◆ Teks yang Diberikan
Liputan6.com, Jakarta Ikatan Dokter Indonesia (IDI) tetap menolak kehadiran program studi Dokter Layanan Primer (DLP). Program studi setara spesialis ini dirasa tumpang tindih dengan yang lain.
"Dalam membuat sebuah program studi baru tidak boleh tumpang tindih, misalnya dengan program studi lain. Nah, DLP ini konten pendidikannya sekitar 80 persen sudah ada dalam pendidikan dokter keluarga," kata Ketua Umum IDI Prof. Dr. I. Oetama Marsis, SpOG(K) di Jakarta pada Rabu (11/1/2017).
Baca Juga
Lebih lanjut Marsis mengungkapkan ketika membuat sebuah program studi yang baru itu sebenarnya harus memiliki minimal lebih dari 60 persen konten pendidikan baru. Sehingga nanti dokter yang mempelajari hal tersebut saat lulus memiliki kompetensi berbeda.
Advertisement
"Kalau 80 persen (konten pendidikan) sudah ada, tentunya tidak betul," papar pria berkacamata ini.
Di Indonesia, pendidikan dokter keluarga bukanlah pendidikan yang melalui program spesialisasi. "Namun merupakan pendidikan dalam praktik di komunitas yang dipadukan dengan program Pengembangan Pendidikan Keprofesian Berlanjut (P2KB)," tutur Bidang Pendidikan Kedokteran Masa Kini dan Mendatang IDI, Muhammad Akbar dalam kesempatan sama.
Kehadiran program studi DLP ini juga ditakutkan bakal menghadirkan konflik horizontal antar dokter di layanan tingkat pertama.
Terkait hal ini, IDI menawarkan solusi yakni bagi dokter yang telah menyelesaikan pendidikan dokter sesuai kurikulum, harus menyesuaikan dan mengupdate ilmu melalui P2KB terstruktur oleh organisasi.
Lalu, pemenuhan pelayanan kesehatan di level primer tidak hanya akan tercapai dengan pemenuhan kompetensi pendidikan kedokteran saja. Sehingga perlu juga dukungan sarana dan prasana diagnostik, ketersediaan obat, distribusi dokter merata.

◆ Daftar yang Diberikan
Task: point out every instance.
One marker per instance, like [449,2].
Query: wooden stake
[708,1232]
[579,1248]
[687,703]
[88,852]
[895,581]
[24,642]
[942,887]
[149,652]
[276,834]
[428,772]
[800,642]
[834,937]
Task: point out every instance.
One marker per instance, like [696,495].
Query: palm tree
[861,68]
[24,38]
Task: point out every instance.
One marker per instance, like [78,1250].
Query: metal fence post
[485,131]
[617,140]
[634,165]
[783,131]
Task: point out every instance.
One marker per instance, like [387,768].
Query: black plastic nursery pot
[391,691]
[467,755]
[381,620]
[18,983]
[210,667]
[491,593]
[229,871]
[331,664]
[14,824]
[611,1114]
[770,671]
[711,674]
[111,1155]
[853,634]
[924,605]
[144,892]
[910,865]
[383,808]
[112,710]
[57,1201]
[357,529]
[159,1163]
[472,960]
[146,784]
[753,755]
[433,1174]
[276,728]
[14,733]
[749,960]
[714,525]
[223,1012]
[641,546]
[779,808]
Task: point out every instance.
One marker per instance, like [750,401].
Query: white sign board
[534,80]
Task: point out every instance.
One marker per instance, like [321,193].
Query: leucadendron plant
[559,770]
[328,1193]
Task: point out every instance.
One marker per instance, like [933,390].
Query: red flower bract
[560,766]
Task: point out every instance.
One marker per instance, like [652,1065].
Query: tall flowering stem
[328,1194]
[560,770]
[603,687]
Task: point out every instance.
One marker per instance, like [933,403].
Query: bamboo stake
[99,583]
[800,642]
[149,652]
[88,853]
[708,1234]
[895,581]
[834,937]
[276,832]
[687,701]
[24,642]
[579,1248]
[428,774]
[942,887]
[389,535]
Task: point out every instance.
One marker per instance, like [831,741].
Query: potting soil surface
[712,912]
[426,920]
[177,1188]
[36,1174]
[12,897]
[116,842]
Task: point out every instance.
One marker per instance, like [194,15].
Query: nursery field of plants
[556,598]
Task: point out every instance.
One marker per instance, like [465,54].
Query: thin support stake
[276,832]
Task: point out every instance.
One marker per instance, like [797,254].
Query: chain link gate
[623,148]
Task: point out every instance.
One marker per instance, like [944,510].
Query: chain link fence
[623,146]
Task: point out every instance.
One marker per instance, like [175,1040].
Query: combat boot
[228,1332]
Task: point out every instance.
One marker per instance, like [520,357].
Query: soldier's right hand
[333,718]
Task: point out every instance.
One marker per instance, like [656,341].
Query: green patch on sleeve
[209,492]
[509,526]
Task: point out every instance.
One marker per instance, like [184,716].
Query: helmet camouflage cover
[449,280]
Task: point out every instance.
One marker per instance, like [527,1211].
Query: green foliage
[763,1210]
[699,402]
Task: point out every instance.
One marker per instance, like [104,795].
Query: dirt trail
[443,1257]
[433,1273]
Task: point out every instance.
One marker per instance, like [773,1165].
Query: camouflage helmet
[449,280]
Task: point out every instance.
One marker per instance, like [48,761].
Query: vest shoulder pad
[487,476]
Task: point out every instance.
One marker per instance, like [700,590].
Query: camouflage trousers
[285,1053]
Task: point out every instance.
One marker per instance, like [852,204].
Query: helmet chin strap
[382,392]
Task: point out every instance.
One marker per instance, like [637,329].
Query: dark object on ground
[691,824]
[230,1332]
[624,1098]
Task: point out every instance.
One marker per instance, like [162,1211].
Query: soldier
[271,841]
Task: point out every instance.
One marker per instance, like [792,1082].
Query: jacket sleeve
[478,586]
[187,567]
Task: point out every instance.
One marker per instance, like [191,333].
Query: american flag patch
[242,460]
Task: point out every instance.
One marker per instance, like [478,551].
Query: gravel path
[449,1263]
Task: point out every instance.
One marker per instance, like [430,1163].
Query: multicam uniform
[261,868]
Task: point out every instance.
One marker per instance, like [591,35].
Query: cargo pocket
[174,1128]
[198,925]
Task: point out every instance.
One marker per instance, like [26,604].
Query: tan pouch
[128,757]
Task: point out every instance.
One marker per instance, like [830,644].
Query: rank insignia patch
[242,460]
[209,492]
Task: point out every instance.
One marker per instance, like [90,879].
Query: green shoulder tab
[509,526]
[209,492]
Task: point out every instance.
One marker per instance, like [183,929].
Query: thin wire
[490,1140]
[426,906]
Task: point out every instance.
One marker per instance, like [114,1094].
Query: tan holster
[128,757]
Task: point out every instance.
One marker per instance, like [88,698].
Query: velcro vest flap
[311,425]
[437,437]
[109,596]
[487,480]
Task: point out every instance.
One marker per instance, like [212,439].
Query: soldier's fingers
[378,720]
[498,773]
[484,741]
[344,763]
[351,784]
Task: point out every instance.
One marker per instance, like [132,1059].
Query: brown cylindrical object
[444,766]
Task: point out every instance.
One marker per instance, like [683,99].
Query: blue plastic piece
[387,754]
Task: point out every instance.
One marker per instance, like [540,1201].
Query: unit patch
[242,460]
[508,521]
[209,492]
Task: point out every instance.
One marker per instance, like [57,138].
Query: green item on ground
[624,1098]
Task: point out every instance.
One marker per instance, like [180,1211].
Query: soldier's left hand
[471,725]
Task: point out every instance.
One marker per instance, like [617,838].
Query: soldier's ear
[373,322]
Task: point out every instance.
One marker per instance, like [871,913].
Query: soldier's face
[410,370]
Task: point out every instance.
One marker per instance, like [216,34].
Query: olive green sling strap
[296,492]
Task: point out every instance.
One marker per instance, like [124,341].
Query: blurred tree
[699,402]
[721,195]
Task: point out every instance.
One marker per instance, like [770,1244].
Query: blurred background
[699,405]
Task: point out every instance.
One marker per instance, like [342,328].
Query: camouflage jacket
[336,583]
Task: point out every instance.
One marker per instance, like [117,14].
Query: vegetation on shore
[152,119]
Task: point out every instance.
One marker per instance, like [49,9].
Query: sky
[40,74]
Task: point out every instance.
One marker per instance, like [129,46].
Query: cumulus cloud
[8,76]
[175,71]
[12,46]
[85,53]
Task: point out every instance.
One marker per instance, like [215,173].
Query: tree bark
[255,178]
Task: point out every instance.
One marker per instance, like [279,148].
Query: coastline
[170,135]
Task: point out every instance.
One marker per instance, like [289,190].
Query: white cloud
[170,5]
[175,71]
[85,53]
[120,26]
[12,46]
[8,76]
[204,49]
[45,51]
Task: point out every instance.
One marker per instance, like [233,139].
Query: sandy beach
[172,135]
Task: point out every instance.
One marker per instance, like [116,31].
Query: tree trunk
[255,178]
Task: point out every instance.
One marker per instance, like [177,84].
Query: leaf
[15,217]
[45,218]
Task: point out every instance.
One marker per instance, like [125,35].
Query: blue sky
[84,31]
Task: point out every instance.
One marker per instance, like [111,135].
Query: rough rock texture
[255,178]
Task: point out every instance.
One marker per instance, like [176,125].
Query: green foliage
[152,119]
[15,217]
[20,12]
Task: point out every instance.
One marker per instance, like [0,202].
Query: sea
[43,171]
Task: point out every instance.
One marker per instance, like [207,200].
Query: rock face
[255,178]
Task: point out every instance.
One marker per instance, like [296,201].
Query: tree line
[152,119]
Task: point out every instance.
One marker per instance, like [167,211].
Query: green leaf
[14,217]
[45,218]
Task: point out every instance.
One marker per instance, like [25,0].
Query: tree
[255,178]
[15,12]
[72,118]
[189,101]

◆ Cara Mengerjakan
Tentukan apakah setiap pernyataan berikut sesuai dengan berita di atas tentang penolakan IDI terhadap program studi DLP, lalu jawab ya atau tidak disertai kutipan persis kata-kata penentu dari berita itu. (a) Menurut Marsis, sekitar 80 persen konten pendidikan DLP sudah ada dalam pendidikan dokter keluarga. (b) Di Indonesia, pendidikan dokter keluarga ditempuh melalui program spesialisasi. (c) Program studi baru seharusnya memiliki minimal lebih dari 60 persen konten pendidikan baru.

◆ Jawaban Soal
(a) Ya: "DLP ini konten pendidikannya sekitar 80 persen sudah ada dalam pendidikan dokter keluarga"
(b) Tidak: "pendidikan dokter keluarga bukanlah pendidikan yang melalui program spesialisasi"
(c) Ya: "harus memiliki minimal lebih dari 60 persen konten pendidikan baru"